Frédéric Gabet, avocat à Saint-Ouen, a prêté
serment le 29 novembre 1989. Le 1er janvier dernier, il a
succédé à Valérie Grimaud à la tête du barreau de Seine-Saint-Denis pour la
période 2019-2020, lui qui en a déjà été le bâtonnier en 2005-2006. Quelles
sont les priorités de son bâtonnat ? Quel regard porte-t-il sur la réforme
de la Justice et sur l’avenir de la profession d’avocat ? Entretien.
Pouvez-vous revenir sur
votre parcours ? Pourquoi vous êtes-vous présenté au bâtonnat ?
Investi depuis longtemps dans la vie ordinale, j’ai
déjà exercé le mandat de bâtonnier de ce barreau en 2005-2006. J’ai également
présidé la Commission Accès au Droit de la Conférence des Bâtonniers de 2007 à 2011.
J’ai eu à cœur de mettre à nouveau cette expérience
au profit des 600 avocats de mon barreau.
Comment définiriez-vous la
fonction de « bâtonnier » ? Quelles sont ses principales
missions et quelles sont les spécificités du barreau de
Seine-Saint-Denis ?
Le barreau de la Seine-Saint-Denis connaît une
croissance soutenue et je suis frappé de la qualité et de l’engagement des
jeunes avocats qui nous rejoignent chaque année.
Dans ce barreau jeune et dynamique, le bâtonnier a
bien sûr un rôle essentiel : il est le confident attentif et bienveillant
qui veille en permanence à l’unité du barreau et au respect des principes
essentiels de notre profession, c’est-à-dire à notre déontologie. J’ai aussi
pour ambition de sauvegarder l’esprit de convivialité et d’altruisme qui
caractérisent mon barreau.

------

_EXERCICE COURT_
D'après l'entretien, pour quelle raison Frédéric Gabet s'est-il de nouveau présenté au bâtonnat ? Répondez en une à trois phrases.

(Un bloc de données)

------

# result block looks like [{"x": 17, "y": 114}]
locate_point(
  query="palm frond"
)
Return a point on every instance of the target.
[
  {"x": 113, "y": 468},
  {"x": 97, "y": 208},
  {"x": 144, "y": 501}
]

------

_RÉPONSE À LA CONSIGNE_
Frédéric Gabet s'est présenté au bâtonnat parce qu'il tenait à mettre à nouveau son expérience au profit des 600 avocats de son barreau. Cette expérience vient de son investissement de longue date dans la vie ordinale. Il a déjà été bâtonnier de ce barreau en 2005-2006 et a présidé la Commission Accès au Droit de la Conférence des Bâtonniers de 2007 à 2011.